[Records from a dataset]
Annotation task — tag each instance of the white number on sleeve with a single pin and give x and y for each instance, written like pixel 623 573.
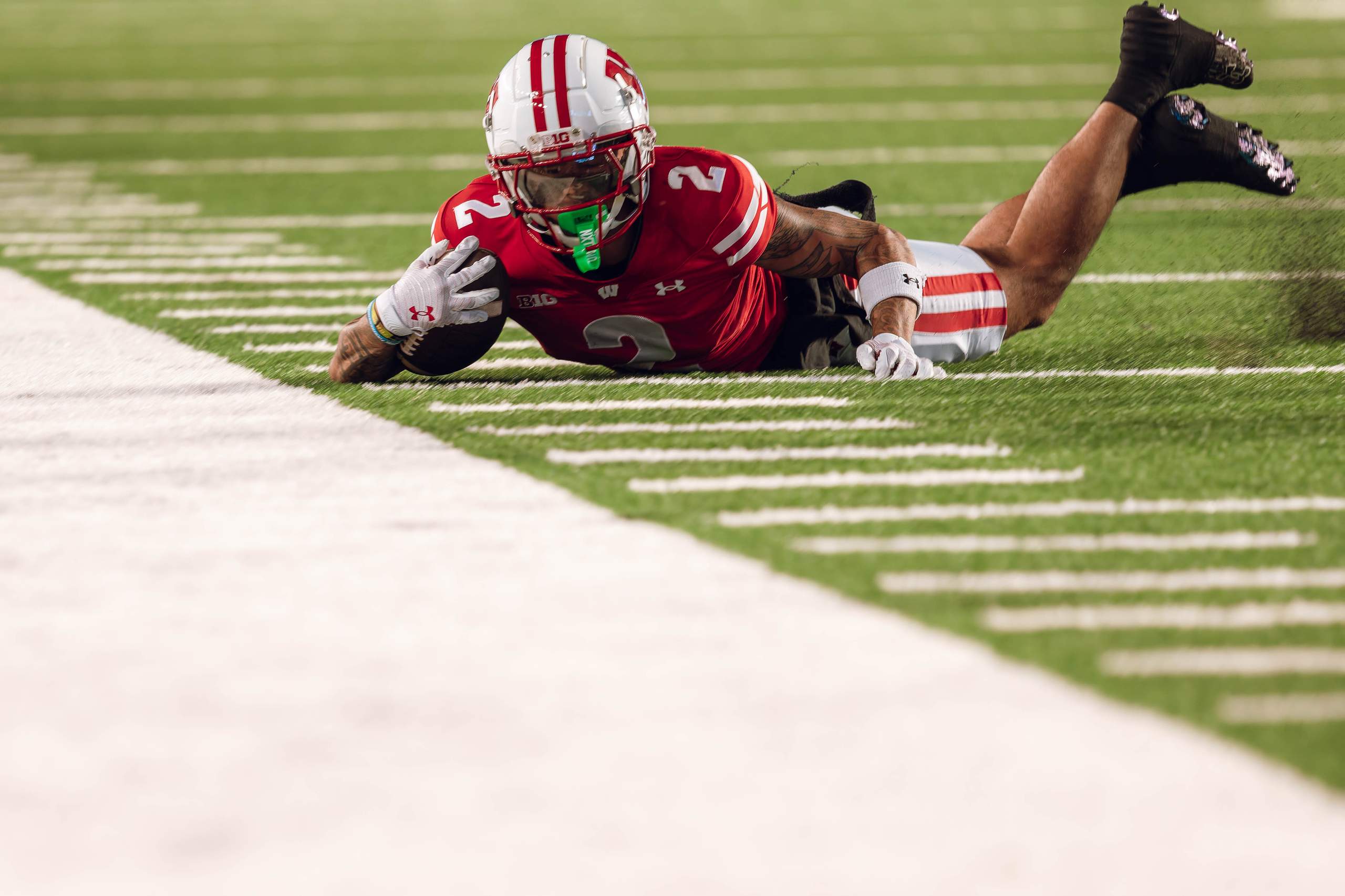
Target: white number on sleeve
pixel 651 341
pixel 715 183
pixel 463 210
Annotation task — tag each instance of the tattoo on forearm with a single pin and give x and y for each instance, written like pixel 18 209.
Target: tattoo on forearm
pixel 362 357
pixel 809 243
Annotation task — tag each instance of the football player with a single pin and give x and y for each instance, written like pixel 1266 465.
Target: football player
pixel 670 259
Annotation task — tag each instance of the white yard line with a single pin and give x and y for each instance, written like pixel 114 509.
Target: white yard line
pixel 713 80
pixel 272 311
pixel 193 263
pixel 856 480
pixel 213 295
pixel 723 425
pixel 135 277
pixel 833 516
pixel 1169 617
pixel 1115 581
pixel 87 251
pixel 767 455
pixel 674 115
pixel 275 329
pixel 160 467
pixel 1068 544
pixel 47 237
pixel 288 348
pixel 642 404
pixel 1281 710
pixel 1231 662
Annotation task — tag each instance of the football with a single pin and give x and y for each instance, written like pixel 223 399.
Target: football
pixel 450 349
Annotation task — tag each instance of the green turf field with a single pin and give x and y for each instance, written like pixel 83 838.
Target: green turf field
pixel 92 92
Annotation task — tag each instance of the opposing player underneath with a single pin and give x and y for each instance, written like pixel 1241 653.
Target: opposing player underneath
pixel 674 259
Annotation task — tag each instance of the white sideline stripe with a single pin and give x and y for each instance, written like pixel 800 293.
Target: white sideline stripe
pixel 764 455
pixel 723 425
pixel 1231 662
pixel 85 249
pixel 1281 710
pixel 1172 617
pixel 728 80
pixel 212 295
pixel 115 210
pixel 642 404
pixel 44 237
pixel 674 381
pixel 1115 581
pixel 275 222
pixel 273 329
pixel 697 115
pixel 978 209
pixel 1230 276
pixel 1044 544
pixel 1130 507
pixel 1154 372
pixel 854 157
pixel 854 686
pixel 854 478
pixel 275 311
pixel 287 276
pixel 189 264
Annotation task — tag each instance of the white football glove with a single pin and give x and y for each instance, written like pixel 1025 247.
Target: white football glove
pixel 433 291
pixel 891 357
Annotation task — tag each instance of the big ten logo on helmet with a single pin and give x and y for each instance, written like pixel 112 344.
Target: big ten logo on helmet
pixel 539 300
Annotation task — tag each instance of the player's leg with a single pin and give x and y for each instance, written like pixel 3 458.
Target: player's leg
pixel 1038 253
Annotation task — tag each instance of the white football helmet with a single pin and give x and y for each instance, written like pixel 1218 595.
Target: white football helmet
pixel 568 128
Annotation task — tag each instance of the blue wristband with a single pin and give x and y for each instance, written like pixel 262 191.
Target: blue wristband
pixel 380 330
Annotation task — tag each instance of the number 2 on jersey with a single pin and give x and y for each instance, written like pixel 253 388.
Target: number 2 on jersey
pixel 651 341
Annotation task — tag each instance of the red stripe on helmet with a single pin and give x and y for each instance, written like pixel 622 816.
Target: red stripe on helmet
pixel 563 84
pixel 534 58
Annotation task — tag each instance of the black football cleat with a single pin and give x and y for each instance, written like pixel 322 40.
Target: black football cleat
pixel 1163 53
pixel 1181 142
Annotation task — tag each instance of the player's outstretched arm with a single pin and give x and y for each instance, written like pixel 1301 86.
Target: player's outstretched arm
pixel 810 243
pixel 431 294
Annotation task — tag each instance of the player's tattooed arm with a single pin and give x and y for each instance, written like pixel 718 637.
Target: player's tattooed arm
pixel 809 243
pixel 361 356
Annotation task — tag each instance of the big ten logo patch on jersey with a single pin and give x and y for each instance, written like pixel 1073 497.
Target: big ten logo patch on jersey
pixel 463 210
pixel 540 300
pixel 709 183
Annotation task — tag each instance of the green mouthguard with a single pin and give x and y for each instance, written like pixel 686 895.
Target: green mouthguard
pixel 585 225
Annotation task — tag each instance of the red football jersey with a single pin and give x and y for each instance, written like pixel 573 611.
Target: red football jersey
pixel 692 296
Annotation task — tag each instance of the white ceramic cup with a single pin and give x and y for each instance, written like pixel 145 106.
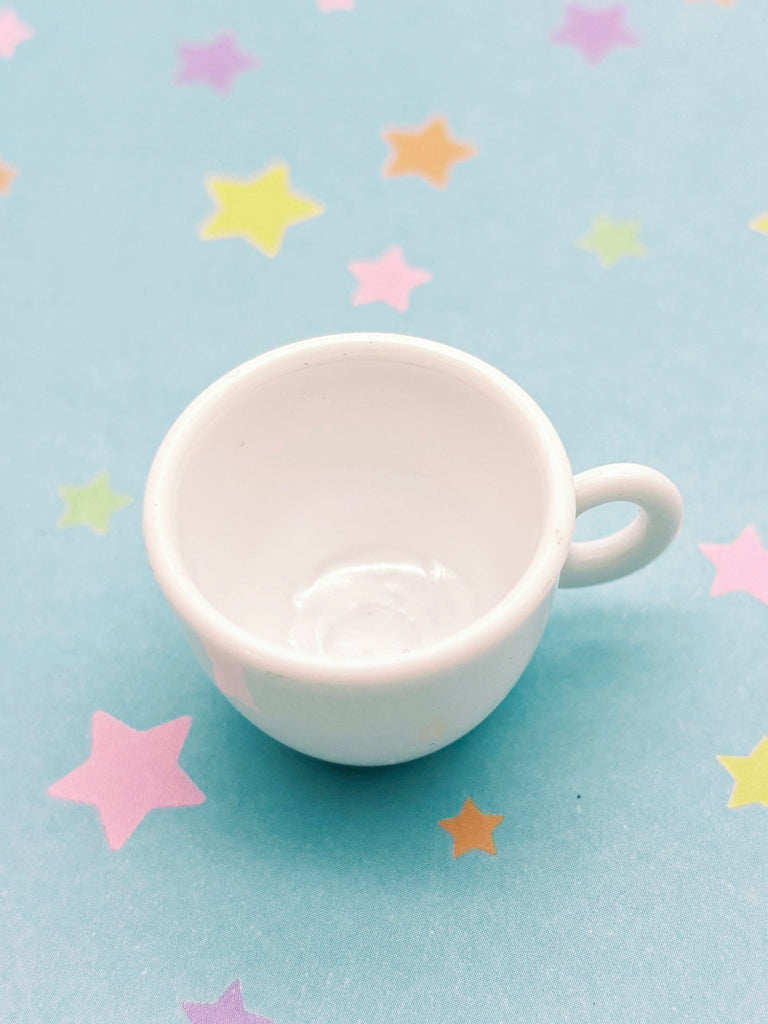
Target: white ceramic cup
pixel 363 535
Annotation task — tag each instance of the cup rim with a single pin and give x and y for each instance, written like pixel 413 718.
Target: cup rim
pixel 478 636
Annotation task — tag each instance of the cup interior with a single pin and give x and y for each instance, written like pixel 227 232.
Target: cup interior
pixel 358 500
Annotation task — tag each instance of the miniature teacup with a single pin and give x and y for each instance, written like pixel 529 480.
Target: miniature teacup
pixel 363 536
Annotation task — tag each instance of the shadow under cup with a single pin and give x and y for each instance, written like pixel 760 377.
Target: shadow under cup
pixel 360 503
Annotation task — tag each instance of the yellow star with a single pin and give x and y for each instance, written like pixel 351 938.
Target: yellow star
pixel 471 828
pixel 751 774
pixel 611 240
pixel 92 505
pixel 258 210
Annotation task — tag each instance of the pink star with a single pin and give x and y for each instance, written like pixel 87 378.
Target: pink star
pixel 741 565
pixel 229 677
pixel 12 32
pixel 388 279
pixel 130 773
pixel 594 32
pixel 217 65
pixel 228 1009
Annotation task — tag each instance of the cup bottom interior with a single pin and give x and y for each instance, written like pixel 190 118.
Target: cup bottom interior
pixel 359 507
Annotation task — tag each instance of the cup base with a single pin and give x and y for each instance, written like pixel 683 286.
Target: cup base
pixel 378 604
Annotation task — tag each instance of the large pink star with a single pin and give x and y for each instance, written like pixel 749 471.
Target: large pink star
pixel 228 1009
pixel 12 32
pixel 594 32
pixel 740 565
pixel 388 279
pixel 130 773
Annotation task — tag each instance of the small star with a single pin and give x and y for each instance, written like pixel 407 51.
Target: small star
pixel 258 210
pixel 92 505
pixel 228 1009
pixel 741 565
pixel 12 32
pixel 7 174
pixel 611 240
pixel 228 676
pixel 594 33
pixel 471 828
pixel 751 774
pixel 428 152
pixel 388 279
pixel 217 64
pixel 130 773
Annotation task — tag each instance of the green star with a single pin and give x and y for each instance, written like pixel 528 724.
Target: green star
pixel 91 505
pixel 610 240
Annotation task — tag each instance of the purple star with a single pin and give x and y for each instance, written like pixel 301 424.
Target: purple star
pixel 217 64
pixel 227 1009
pixel 594 32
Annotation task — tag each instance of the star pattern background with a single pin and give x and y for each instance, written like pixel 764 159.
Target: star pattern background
pixel 583 185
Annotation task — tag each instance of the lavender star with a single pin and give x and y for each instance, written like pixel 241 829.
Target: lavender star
pixel 217 64
pixel 594 33
pixel 227 1009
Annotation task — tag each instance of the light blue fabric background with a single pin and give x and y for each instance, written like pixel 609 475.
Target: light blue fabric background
pixel 624 889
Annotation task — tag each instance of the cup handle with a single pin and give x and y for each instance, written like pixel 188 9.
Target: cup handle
pixel 643 540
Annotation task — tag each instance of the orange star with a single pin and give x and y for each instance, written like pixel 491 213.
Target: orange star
pixel 429 152
pixel 471 828
pixel 6 176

## Set task
Rewrite all the entries above as a numbered list with no blank lines, and leave the pictures out.

## Written response
1. Annotation task — tag each instance of the white number on sleeve with a single pin and give x and y for each instance, written like pixel 623 573.
2. Target: white number on sleeve
3. pixel 651 341
4. pixel 715 183
5. pixel 463 210
6. Annotation task — tag each instance of the tattoo on forearm with a single pin and give x and y for each instance, written like pixel 18 209.
7. Target: tattoo on forearm
8. pixel 362 357
9. pixel 809 243
10. Annotation task — tag each instance of the football player with a single pin and give x and y for each instance, written like pixel 1266 465.
11. Target: football player
12. pixel 670 259
13. Annotation task — tag each instance of the white yard line with a single pin and give x and y for each instance, written like pixel 114 509.
14. Target: white yard line
15. pixel 713 80
16. pixel 272 311
17. pixel 193 263
18. pixel 856 480
19. pixel 213 295
20. pixel 723 425
21. pixel 135 277
22. pixel 833 516
23. pixel 1169 617
24. pixel 1115 581
25. pixel 87 251
26. pixel 767 455
27. pixel 674 115
28. pixel 275 329
29. pixel 160 467
30. pixel 1068 544
31. pixel 47 237
32. pixel 288 348
33. pixel 642 404
34. pixel 1281 710
35. pixel 1231 662
36. Annotation task — tag each instance of the football with a single pin and give x and y for each instance, written like pixel 223 399.
37. Target: football
38. pixel 450 349
39. Annotation task — tag each instance of the green turf field with a single pin and give x and y for each instance, written like pixel 83 838.
40. Target: green turf field
41. pixel 92 92
42. Annotation task — tag each instance of the opposing player underneath with a single pin and give x and y for each instance, written like pixel 1241 653.
43. Target: opposing player underneath
44. pixel 674 259
45. Annotation task — tag each instance of the white sideline stripe with a single pin and give x and y for each instance, written like pixel 800 293.
46. Target: white sideline stripe
47. pixel 764 455
48. pixel 723 425
49. pixel 1231 662
50. pixel 85 249
51. pixel 1281 710
52. pixel 1172 617
53. pixel 728 80
54. pixel 212 295
55. pixel 115 210
56. pixel 642 404
57. pixel 44 237
58. pixel 674 381
59. pixel 1115 581
60. pixel 275 222
61. pixel 273 329
62. pixel 697 115
63. pixel 978 209
64. pixel 1230 276
65. pixel 1044 544
66. pixel 1130 507
67. pixel 1154 372
68. pixel 854 157
69. pixel 854 686
70. pixel 854 478
71. pixel 275 311
72. pixel 287 276
73. pixel 189 264
74. Annotation task — tag each instance of the white football glove with a single pin and give x and y for each instance, written like pixel 1025 247.
75. Target: white football glove
76. pixel 433 291
77. pixel 891 357
78. Annotation task — tag each instance of the big ten logo on helmet with a single pin and give x and y for each instance, written like pixel 112 344.
79. Target: big ten logo on helmet
80. pixel 539 300
81. Annotation task — tag each instance of the player's leg with a single pin and give x and y for each instance, written like pixel 3 458.
82. Target: player's leg
83. pixel 1038 253
84. Annotation task — tag each instance of the white football helmet with a single pin and give x and y for each instance, written like pixel 1218 595.
85. Target: white football helmet
86. pixel 568 128
87. Annotation task — tag each instance of the blue wristband with a single pin and give x and y for each instance, written like pixel 262 191.
88. Target: blue wristband
89. pixel 380 330
90. Annotation task — tag each instance of the number 2 on jersey with a single pin and give x and y for each instance, written like pixel 253 388.
91. Target: number 2 on jersey
92. pixel 651 341
93. Annotation task — tag each instance of the red stripe on helmet with a single pin and give x and y for each instance, written like pixel 622 816.
94. Target: red stripe on helmet
95. pixel 563 84
96. pixel 534 58
97. Annotation task — tag each instance of the black football cleat with a single pin and give x and y for each instance, written like pixel 322 40.
98. Target: black football cleat
99. pixel 1163 53
100. pixel 1181 142
101. Annotation task — tag each instance of the player's outstretched arm with a single pin and give x and y for each instance, written like pixel 1301 86.
102. Target: player's outstretched arm
103. pixel 810 243
104. pixel 431 294
105. Annotation task — tag each instance of the player's tattooed arm with a single pin and give x and y for each instance, written like pixel 718 637.
106. Target: player's tattooed arm
107. pixel 809 243
108. pixel 361 356
109. Annotation task — tag each instance of the big ten logo patch on jersey with a single pin and give x and y for each instance, written like pixel 1073 497.
110. Target: big ten logo patch on jersey
111. pixel 463 210
112. pixel 540 300
113. pixel 709 183
114. Annotation task — tag each instance of the green mouthguard with a single pin and give x and y for each instance, written like pixel 686 895.
115. Target: green mouthguard
116. pixel 585 225
117. Annotation task — tag each instance of the red football jersey with a single pin and give x and y for each instance, written like pixel 573 611.
118. Target: red football jersey
119. pixel 692 296
120. Annotation task — tag each instance of the white ceramic cup with a single pin and give x and y for each instance, written like pixel 145 106.
121. Target: white ceramic cup
122. pixel 363 535
123. Annotation task — tag each instance of the cup rim with a single pin and give x and y for each instance, written like pixel 413 718.
124. Target: cup rim
125. pixel 478 636
126. Annotation task — tag each instance of the cup interior with a single pin and give x and y for each instance, written like pixel 227 232.
127. Target: cup interior
128. pixel 358 500
129. Annotation task — tag each instance of the miniature teacup with a single pin and give x and y for each instance, written like pixel 529 480.
130. Target: miniature teacup
131. pixel 363 536
132. Annotation task — tag each instance of the shadow under cup with a single pin and give x and y for each instance, written like pixel 760 377.
133. Target: shadow under cup
134. pixel 360 503
135. Annotation task — tag each instance of the yellow star with a single pin and give x and y for each instance, written like pixel 351 938.
136. Target: yellow star
137. pixel 471 828
138. pixel 751 774
139. pixel 611 240
140. pixel 92 505
141. pixel 258 210
142. Annotation task — tag each instance of the pink star with a single pin and give x and y for each instance, written like pixel 87 378.
143. Target: pink star
144. pixel 741 565
145. pixel 229 677
146. pixel 12 32
147. pixel 388 279
148. pixel 130 773
149. pixel 594 32
150. pixel 217 65
151. pixel 228 1009
152. Annotation task — tag each instance of the cup bottom interior with a single pin and give x and y for each instance, written like pixel 190 118.
153. Target: cup bottom interior
154. pixel 359 507
155. Annotation task — tag each instance of the cup base with a single pin and give x and y for each instance, written like pixel 683 286.
156. Target: cup base
157. pixel 378 604
158. Annotation task — tag each instance of the large pink star with a single pin and give x and y for each instance, written like pixel 749 471.
159. Target: large pink star
160. pixel 228 1009
161. pixel 12 32
162. pixel 594 32
163. pixel 740 565
164. pixel 388 279
165. pixel 130 773
166. Annotation task — tag each instance of the small star with a single pin and give x and y for each instance, written like pixel 407 51.
167. Target: small star
168. pixel 258 210
169. pixel 92 505
170. pixel 228 1009
171. pixel 741 565
172. pixel 12 32
173. pixel 7 174
174. pixel 611 240
175. pixel 228 676
176. pixel 594 33
177. pixel 471 828
178. pixel 751 774
179. pixel 428 152
180. pixel 388 279
181. pixel 217 64
182. pixel 130 773
183. Annotation task — tag each instance of the green star with a single pin and give x and y for each instance, written like pixel 528 724.
184. Target: green star
185. pixel 91 505
186. pixel 610 240
187. Annotation task — tag each instance of the purple star with a single pin and give x and y for each instance, written like pixel 301 424.
188. Target: purple star
189. pixel 217 64
190. pixel 227 1009
191. pixel 594 32
192. Annotation task — tag each instance of the star pattern background with a single pin and give x and y for each instance, written like pixel 764 159.
193. Target: star pattern background
194. pixel 583 185
195. Annotation task — tag each instance of the lavender star with a single pin and give x and y for each instance, written like pixel 241 829.
196. Target: lavender star
197. pixel 217 64
198. pixel 594 33
199. pixel 227 1009
200. Annotation task — tag each instance of the light blue fabric background with a single pin and give x and y for each instance, written like pixel 609 475.
201. Target: light blue fabric background
202. pixel 624 889
203. Annotation task — tag each instance of the cup handle with a single pin and give x and y for each instance, written like pixel 188 9.
204. Target: cup handle
205. pixel 643 540
206. Annotation task — tag each instance of the orange star with a single pin and give x and y for each instance, written like pixel 491 213.
207. Target: orange star
208. pixel 429 152
209. pixel 471 828
210. pixel 6 176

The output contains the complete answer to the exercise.